Texte source.
* * *

C'est là que le bât blesse. Ces projections extrêmes n'ont pas été démontrées lors du travail de la commission fiscale, chargée de rédiger le contre-projet à une initiative du MCG qui proposait de réduire l'impôt auto de moitié (voir encadré). Un fonctionnaire a-t-il mal calculé? Le boulot a-t-il été bâclé? Ou pire, s'agit-il d'une omission volontaire?
Le Département des Finances, à l'époque chapeauté par le Centriste Serge Dal Busco, n'a effectivement pas fait paraître aux députés de la commission les cas rencontrés aujourd'hui. Pas faute, pourtant, de l'avoir demandé.
Des extrêmes pas présentés aux élus
«Nous sommes des élus de milice, nous nous sommes appuyés sur le travail de l'administration pour affiner nos propositions», souligne Yvan Zweifel. Le député libéral-radical (PLR) est membre de la commission. «Nous leur avions demandé d'évaluer les cas les plus extrêmes, justement pour éviter des réductions injustes ou des hausses excessives.»
Quelqu'un a donc forcément fauté. Et cette semaine, les factures exorbitantes reçues par certains Genevois ont surpris les membres de la commission. «Cela ne nous a jamais été présenté ainsi», assure l'élu à Blick.
Système de tranche ignoré
Piste privilégiée? La manière dont l'Exécutif a mis en œuvre le barème proposé par la commission. «Pour nous, il était évident que le calcul devait se faire par tranche. C’est comme cela que la loi a été pensée et votée», explique le député.
Si les débats pour une révision de l'impôt automobile ont démarré il y a plus de huit ans, l'affaire qui secoue Genève a débuté avec une initiative du MCG, déposée en décembre 2021. Son but? Réduire la taxe voiture de moitié. Au moment des débats, le Parlement lui a préféré un contre-projet, rédigé par la commission fiscale.
L'initiative et le contre-projet ont été votés le 3 mars 2024 et les Genevois ont choisi ce dernier. L’objectif initial était de revoir le système de taxation avec un double mécanisme: une taxe basée sur le poids pour les véhicules électriques et sur les émissions de CO₂ pour les thermiques, tout en respectant la contrainte de neutralité fiscale demandée par la gauche. L'idée était de favoriser les voitures moins polluantes, ce qui entraînerait une baisse globale des recettes fiscales, et donc une diminution des impôts pour la majorité des gens.
Le problème étant que dans sa mise en application, l'impôt ne fonctionne pas par palier, mais en multipliant, pour les voitures thermiques, les émissions de CO2 (en grammes) par le montant fixé par la commission. Les technologies ayant évolué ces dernières années, la plupart des modèles fabriqués avant 2017 émettent beaucoup plus que les modèles récents, et sont donc fortement taxés. Or, se débarrasser d'un véhicule plutôt récent, mais qui fonctionne sans problème, pour en acheter un neuf, serait une aberration écologique. C'est également ce calcul sans palier qui a entraîné des hausses spectaculaires pour certains propriétaires de voitures.

* * *

Données.

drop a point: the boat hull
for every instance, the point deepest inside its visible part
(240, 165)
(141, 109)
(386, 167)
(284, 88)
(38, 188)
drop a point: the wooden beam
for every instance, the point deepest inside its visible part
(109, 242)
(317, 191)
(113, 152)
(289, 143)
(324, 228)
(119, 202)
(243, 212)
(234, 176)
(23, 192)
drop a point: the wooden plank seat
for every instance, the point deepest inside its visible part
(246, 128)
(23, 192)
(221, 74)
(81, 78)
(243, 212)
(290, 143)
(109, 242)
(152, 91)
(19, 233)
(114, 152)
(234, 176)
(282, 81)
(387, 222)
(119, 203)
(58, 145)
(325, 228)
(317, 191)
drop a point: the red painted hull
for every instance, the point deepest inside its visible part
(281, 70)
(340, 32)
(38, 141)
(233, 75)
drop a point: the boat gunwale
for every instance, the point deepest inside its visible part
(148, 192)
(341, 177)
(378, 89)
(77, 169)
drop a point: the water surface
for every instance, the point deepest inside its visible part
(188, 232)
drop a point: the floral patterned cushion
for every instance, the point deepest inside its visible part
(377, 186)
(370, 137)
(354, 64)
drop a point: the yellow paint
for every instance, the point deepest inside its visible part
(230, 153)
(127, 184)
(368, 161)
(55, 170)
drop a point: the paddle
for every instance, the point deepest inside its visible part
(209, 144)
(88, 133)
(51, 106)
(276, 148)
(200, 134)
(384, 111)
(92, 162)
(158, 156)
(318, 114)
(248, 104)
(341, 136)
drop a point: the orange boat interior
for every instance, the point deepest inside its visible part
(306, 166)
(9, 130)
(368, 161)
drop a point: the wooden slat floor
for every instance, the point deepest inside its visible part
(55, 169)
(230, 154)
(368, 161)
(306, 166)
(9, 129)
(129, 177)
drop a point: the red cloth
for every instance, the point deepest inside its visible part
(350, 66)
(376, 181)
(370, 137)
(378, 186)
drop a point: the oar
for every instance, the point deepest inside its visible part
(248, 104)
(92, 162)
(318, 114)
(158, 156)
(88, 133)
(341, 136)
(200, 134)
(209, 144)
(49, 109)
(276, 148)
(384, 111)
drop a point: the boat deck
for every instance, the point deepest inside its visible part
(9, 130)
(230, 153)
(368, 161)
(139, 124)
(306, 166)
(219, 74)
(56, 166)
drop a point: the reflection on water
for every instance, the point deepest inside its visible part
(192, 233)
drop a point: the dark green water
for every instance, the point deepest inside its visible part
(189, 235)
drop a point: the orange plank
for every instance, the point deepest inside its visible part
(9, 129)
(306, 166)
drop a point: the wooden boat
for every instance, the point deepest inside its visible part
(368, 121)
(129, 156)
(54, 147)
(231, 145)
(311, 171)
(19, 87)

* * *

Tâches à réaliser.
1 – D'après le texte sur l'impôt automobile genevois, à quelle date l'initiative et le contre-projet ont-ils été soumis au vote ?
2 – Transcrivez fidèlement le passage du texte sur l'impôt automobile genevois qui commence par «Si les débats» et se termine par «la commission fiscale.».

Corrigé.
1 – Le 3 mars 2024.

2 –
Si les débats pour une révision de l'impôt automobile ont démarré il y a plus de huit ans, l'affaire qui secoue Genève a débuté avec une initiative du MCG, déposée en décembre 2021. Son but? Réduire la taxe voiture de moitié. Au moment des débats, le Parlement lui a préféré un contre-projet, rédigé par la commission fiscale.